— WORK INSTRUCTION 1 —
According to the news release on the Mohawk River dumping sentences, why did the court order Mazza & Sons' recycling facility to fund and implement an environmental compliance plan? Answer in one to three sentences.
— WORK INSTRUCTION 2 —
In the news release on the Mohawk River dumping sentences, begin at the words "U.S. District Judge" and stop after "a $25,000 criminal fine.". Reproduce that passage word for word.
— WORK INSTRUCTION 3 —
Write the next part of the news release on the sentencing for illegal dumping along the Mohawk River, picking up after its final sentence.

— EXCERPTED TEXT —
[Start of section]
New York Landowner and New Jersey Solid Waste Company Sentenced for Illegally Dumping in Upstate, New York
Cross Nicastro, Dominick Mazza, and his company, Mazza & Sons Inc., were sentenced today and yesterday in federal court in Utica, N.Y., for conspiring to violate the Clean Water Act, Superfund statute, and to defraud the United States by illegally dumping thousands of tons of asbestos-contaminated construction debris on a 28-acre piece of property on the Mohawk River in upstate New York. In addition, the Mazza defendants were also sentenced on charges of obstructing justice and making false statements to law enforcement.
U.S. District Judge David N. Hurd sentenced Dominick Mazza to 51 months in prison to be followed by three years of supervised release, to pay a $75,000 criminal fine and $492,000 in restitution. In addition, Judge Hurd sentenced Mazza & Sons Inc., to pay a $100,000 criminal fine and $494,000 in restitution and cleanup costs, and imposed five years corporate probation. The court also ordered that Mazza & Sons’ recycling facility fund and implement an environmental compliance plan to prevent future environmental violations at their Tinton Falls, N.J., operation. The compliance plan is to be administered by a third party auditor. On Tuesday, Cross Nicastro was sentenced to 33 months in prison and three years of supervised release and to pay $492,494 in restitution and a $25,000 criminal fine.
[End of section]
Records taken from a dataset
[Start of section]
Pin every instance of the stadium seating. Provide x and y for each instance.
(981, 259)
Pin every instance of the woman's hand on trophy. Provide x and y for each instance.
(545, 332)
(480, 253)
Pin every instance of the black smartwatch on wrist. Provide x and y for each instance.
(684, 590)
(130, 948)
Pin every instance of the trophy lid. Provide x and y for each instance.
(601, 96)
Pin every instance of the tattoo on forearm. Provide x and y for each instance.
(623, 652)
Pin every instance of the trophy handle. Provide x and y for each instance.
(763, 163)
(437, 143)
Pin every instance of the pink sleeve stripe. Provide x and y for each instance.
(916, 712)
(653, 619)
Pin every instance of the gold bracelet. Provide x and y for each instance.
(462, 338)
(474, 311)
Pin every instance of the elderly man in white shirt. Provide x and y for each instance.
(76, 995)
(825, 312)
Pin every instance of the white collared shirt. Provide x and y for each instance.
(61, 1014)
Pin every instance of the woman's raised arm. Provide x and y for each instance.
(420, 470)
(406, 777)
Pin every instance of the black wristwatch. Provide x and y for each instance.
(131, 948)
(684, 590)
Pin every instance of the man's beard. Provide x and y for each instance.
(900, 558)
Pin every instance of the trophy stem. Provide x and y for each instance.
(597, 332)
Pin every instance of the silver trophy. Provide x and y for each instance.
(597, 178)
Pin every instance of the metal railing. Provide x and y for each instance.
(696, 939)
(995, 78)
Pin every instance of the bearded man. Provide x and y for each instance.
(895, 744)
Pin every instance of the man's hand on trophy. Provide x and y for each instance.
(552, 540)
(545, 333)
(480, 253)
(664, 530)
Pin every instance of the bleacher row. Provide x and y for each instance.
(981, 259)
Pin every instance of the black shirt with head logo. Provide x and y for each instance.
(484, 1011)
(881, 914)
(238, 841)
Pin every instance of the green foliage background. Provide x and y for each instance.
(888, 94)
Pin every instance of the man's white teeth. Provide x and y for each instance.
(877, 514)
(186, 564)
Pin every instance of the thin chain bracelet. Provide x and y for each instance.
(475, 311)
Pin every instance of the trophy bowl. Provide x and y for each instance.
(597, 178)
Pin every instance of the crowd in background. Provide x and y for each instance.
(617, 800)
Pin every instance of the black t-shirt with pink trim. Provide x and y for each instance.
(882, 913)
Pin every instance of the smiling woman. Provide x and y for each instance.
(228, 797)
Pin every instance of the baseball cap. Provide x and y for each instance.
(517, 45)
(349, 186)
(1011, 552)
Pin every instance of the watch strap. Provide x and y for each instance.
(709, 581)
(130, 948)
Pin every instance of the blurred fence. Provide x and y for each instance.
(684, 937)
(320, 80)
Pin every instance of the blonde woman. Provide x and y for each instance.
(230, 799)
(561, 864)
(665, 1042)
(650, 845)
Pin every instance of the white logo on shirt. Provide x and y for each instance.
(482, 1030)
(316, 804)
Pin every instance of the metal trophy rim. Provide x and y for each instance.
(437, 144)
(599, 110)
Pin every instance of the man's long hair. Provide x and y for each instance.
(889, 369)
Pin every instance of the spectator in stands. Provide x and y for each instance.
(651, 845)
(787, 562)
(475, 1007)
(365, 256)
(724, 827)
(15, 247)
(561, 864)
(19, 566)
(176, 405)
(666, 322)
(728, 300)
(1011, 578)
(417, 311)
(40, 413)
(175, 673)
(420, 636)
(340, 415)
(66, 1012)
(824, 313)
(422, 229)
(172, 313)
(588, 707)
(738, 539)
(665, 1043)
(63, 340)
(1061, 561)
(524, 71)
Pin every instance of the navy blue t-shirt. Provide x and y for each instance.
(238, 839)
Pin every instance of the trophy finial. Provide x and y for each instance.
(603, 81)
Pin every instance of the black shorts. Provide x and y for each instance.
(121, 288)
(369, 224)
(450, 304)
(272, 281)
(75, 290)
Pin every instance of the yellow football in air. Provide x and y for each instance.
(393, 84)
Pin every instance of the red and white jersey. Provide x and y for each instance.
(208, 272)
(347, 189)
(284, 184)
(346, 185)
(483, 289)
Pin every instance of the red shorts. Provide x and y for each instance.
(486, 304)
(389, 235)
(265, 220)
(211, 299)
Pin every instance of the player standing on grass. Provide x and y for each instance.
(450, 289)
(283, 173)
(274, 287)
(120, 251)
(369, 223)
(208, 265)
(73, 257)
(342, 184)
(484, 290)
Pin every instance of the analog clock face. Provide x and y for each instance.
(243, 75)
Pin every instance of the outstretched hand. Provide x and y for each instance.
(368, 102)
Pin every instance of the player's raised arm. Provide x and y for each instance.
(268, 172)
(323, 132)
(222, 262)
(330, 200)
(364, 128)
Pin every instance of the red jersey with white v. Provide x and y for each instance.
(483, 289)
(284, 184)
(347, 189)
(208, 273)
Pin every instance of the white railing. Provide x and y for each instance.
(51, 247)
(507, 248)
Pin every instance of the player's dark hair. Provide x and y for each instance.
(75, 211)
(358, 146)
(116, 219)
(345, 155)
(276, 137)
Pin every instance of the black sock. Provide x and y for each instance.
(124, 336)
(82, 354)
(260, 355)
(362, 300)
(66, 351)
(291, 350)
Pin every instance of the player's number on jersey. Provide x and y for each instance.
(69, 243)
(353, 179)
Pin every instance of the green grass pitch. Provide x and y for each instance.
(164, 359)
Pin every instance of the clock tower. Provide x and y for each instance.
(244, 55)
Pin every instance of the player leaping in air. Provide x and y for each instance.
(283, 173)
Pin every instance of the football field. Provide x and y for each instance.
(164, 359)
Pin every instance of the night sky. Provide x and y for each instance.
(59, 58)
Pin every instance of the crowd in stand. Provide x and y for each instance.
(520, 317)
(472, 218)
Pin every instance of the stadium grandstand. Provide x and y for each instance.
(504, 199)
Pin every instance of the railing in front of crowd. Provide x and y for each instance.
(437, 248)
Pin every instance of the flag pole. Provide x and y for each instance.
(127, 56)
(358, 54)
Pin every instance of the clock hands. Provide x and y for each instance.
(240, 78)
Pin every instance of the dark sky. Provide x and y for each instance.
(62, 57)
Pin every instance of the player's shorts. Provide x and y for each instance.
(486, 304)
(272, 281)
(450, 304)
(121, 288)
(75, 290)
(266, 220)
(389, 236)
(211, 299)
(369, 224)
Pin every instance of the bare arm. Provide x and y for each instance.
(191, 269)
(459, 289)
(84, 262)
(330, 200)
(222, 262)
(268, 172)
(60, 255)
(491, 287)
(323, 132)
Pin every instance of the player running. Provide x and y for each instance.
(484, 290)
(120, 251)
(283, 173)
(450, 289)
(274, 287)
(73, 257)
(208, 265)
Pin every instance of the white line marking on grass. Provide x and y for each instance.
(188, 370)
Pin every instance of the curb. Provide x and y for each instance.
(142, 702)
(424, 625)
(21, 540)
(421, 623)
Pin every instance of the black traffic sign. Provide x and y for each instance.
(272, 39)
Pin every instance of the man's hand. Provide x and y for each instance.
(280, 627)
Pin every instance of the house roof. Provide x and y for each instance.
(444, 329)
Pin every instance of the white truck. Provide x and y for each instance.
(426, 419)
[End of section]
— RESPONSE AREA 1 —
The court ordered the plan to prevent future environmental violations at the company's Tinton Falls, N.J., operation. A third-party auditor is to administer it.

— RESPONSE AREA 2 —
U.S. District Judge David N. Hurd sentenced Dominick Mazza to 51 months in prison to be followed by three years of supervised release, to pay a $75,000 criminal fine and $492,000 in restitution. In addition, Judge Hurd sentenced Mazza & Sons Inc., to pay a $100,000 criminal fine and $494,000 in restitution and cleanup costs, and imposed five years corporate probation. The court also ordered that Mazza & Sons’ recycling facility fund and implement an environmental compliance plan to prevent future environmental violations at their Tinton Falls, N.J., operation. The compliance plan is to be administered by a third party auditor. On Tuesday, Cross Nicastro was sentenced to 33 months in prison and three years of supervised release and to pay $492,494 in restitution and a $25,000 criminal fine.

— RESPONSE AREA 3 —
The defendants were convicted in October 2012 after a three week trial in Utica. According to the trial evidence, the defendants conspired to fill in the entire property over the course of five years with pulverized construction and demolition debris that was processed at New Jersey solid waste management facilities (to include Mazza & Sons Inc.) and then transported to Cross Nicastro’s property in Frankfort, N.Y. The plot was uncovered by law enforcement just months after the defendants began the operation, having already dumped at least 400 truckloads of debris at the site. Much of the material that was dumped was placed in and around waters of the United States and some of the material was found to be contaminated with asbestos. The conspirators then concealed the illegal dumping by fabricating a New York State Department of Environmental Conservation (DEC) permit and forged the name of a DEC official on the fraudulent permit.
“Mazza and his co-conspirators are being held justly accountable for egregious environmental crimes, for putting the public’s health at risk, and for lying to federal investigators,” said Robert G. Dreher, Acting Assistant Attorney General for the Justice Department’s Environment and Natural Resources Division. “Had law enforcement not stopped their scheme, these conspirators could have dumped thousands of tractor trailer loads of debris in an area that contained wetlands. These laws are intended to protect the environment and the public’s health from exposure to toxic materials, and as this case clearly demonstrates, we will vigorously prosecute those who violate them.”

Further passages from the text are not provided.